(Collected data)

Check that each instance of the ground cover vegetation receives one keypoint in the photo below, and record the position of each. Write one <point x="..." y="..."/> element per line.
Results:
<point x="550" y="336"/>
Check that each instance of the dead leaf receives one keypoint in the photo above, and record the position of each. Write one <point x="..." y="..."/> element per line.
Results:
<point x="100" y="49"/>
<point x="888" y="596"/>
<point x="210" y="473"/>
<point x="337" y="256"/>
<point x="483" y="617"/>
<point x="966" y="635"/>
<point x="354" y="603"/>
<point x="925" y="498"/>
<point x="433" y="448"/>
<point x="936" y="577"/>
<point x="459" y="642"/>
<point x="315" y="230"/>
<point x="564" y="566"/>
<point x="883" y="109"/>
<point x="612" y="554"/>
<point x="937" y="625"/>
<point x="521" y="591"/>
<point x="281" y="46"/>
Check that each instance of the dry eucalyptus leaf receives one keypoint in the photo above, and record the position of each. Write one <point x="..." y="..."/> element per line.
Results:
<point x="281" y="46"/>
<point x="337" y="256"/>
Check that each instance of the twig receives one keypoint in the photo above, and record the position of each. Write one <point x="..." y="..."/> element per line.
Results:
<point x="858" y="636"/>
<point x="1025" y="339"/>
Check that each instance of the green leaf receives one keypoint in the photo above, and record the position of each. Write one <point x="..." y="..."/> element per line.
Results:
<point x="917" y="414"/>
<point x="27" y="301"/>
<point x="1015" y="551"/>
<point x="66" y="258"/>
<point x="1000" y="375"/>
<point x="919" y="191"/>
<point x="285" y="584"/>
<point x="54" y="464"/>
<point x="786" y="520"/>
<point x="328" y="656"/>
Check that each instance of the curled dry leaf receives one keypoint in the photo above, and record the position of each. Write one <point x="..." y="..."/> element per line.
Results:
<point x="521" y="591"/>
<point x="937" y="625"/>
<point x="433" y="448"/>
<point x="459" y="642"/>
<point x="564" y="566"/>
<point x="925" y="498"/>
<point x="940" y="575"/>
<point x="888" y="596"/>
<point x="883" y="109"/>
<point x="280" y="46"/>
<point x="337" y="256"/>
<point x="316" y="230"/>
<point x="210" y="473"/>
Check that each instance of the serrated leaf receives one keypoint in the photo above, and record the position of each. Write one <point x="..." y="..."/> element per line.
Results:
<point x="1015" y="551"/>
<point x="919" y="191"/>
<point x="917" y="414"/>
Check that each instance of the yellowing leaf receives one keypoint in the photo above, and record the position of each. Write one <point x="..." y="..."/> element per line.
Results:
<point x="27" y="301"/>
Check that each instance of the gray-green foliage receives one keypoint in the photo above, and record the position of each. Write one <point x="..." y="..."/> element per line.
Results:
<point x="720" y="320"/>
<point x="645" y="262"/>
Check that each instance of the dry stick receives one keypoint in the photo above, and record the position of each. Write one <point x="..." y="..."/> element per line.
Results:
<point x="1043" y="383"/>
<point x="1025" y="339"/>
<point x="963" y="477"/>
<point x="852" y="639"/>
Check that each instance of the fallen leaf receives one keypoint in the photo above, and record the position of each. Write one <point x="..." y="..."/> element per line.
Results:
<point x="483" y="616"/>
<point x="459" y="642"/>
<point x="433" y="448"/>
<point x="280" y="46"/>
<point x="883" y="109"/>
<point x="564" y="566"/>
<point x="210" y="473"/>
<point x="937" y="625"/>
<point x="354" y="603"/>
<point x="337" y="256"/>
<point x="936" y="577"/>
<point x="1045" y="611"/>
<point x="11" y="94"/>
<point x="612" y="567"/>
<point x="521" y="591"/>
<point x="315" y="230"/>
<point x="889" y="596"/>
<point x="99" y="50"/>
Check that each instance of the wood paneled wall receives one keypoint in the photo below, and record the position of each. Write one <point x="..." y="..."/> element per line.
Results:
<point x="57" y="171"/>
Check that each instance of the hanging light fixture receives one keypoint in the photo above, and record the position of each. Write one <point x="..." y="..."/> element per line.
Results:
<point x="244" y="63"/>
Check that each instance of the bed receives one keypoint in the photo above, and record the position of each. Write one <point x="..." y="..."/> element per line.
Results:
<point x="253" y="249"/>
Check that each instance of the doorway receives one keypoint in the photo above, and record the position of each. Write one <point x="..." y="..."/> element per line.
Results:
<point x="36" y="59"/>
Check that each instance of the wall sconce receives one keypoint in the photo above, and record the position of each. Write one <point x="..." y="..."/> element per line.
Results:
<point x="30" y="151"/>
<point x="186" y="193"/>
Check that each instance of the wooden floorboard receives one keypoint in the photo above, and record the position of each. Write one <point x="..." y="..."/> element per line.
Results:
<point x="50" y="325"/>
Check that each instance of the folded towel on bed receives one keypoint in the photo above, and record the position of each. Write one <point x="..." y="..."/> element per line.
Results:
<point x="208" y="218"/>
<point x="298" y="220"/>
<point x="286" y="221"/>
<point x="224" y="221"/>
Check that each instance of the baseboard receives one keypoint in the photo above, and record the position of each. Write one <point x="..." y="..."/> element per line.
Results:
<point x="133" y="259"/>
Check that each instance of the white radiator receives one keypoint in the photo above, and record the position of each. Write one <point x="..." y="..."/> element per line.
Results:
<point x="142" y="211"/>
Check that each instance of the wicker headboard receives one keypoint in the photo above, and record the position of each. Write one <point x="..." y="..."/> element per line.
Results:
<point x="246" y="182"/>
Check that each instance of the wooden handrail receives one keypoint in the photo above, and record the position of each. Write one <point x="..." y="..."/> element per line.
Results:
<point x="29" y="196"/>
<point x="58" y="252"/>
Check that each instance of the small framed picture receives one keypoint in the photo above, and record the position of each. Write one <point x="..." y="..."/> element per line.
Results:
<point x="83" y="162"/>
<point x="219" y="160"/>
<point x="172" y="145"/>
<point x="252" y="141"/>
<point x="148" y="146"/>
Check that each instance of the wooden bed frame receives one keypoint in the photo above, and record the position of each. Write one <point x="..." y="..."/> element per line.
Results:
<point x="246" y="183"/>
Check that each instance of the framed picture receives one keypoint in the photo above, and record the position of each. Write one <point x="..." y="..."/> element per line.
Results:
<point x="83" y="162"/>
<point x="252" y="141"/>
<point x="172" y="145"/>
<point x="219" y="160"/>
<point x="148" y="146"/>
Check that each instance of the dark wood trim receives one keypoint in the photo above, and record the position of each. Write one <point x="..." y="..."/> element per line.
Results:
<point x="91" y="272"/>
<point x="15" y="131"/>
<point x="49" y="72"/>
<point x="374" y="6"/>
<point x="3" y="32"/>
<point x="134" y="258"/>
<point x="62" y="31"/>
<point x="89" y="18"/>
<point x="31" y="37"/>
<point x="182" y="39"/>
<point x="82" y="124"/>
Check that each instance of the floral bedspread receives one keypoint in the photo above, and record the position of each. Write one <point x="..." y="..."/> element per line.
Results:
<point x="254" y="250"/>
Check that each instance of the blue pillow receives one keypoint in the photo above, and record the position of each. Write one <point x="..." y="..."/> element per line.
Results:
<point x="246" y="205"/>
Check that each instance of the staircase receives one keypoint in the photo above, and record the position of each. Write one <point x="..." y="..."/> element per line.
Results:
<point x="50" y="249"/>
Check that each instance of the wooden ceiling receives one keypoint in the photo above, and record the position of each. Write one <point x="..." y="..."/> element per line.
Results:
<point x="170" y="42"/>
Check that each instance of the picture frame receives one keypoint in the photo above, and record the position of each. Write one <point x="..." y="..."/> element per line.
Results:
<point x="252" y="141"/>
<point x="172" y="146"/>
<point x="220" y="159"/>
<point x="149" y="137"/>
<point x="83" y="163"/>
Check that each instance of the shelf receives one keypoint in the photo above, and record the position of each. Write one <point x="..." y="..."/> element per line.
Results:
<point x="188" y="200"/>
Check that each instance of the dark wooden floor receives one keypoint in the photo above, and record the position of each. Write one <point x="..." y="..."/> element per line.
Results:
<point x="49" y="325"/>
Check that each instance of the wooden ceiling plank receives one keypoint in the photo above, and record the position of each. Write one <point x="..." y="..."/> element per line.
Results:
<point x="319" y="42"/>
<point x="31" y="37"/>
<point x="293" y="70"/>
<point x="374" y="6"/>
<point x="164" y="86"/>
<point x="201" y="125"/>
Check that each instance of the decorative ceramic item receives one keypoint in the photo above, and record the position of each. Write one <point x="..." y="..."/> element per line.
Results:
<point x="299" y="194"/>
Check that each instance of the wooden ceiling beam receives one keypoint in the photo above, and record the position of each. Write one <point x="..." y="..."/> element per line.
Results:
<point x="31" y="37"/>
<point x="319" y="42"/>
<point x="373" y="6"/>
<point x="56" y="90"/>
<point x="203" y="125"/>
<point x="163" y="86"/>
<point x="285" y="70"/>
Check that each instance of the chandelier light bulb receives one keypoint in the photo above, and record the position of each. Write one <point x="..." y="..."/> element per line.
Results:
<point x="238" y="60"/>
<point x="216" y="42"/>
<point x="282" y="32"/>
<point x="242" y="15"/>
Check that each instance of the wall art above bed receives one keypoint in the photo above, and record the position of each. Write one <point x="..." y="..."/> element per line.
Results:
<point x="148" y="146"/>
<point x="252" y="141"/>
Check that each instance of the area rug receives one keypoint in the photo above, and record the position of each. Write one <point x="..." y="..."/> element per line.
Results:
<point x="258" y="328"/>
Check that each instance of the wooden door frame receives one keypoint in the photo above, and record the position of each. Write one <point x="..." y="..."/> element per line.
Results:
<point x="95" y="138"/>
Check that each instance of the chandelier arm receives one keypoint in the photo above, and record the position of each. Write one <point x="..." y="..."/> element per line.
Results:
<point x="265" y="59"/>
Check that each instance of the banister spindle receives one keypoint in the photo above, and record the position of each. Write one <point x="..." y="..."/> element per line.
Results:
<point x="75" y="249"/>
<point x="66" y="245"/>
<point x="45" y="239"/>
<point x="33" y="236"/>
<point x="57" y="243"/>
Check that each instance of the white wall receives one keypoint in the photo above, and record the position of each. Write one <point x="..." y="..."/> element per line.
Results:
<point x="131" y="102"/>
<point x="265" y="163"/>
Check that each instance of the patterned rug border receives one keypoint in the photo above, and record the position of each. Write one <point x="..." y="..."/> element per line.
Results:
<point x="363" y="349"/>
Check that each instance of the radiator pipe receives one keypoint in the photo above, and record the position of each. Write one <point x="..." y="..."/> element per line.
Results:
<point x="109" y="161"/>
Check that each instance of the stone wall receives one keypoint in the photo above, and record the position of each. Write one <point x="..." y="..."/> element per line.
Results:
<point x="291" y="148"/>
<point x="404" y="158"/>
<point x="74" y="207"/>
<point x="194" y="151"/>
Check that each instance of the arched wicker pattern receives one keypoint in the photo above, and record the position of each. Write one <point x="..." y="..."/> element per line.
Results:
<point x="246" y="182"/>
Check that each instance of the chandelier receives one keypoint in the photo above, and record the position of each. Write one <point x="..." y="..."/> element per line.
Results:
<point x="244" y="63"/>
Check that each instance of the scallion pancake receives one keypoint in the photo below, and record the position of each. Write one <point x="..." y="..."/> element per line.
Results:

**What to work on:** Take the line in which "Check that each instance of the arched" occurs and each subsequent line through the end; give these lines again without alteration.

**Final result:**
Check that each instance of the arched wicker pattern receives one keypoint in the photo above, and record the position of each. Write one <point x="..." y="..."/> element per line.
Results:
<point x="246" y="182"/>
Check that each instance of the chandelier receives one keypoint in the photo above, and record the position of each. Write one <point x="..." y="..."/> element per line.
Results:
<point x="244" y="63"/>
Check that each instance of the scallion pancake receives one keypoint in the photo below, and record the position of each. Write one <point x="..." y="..."/> element per line.
Results:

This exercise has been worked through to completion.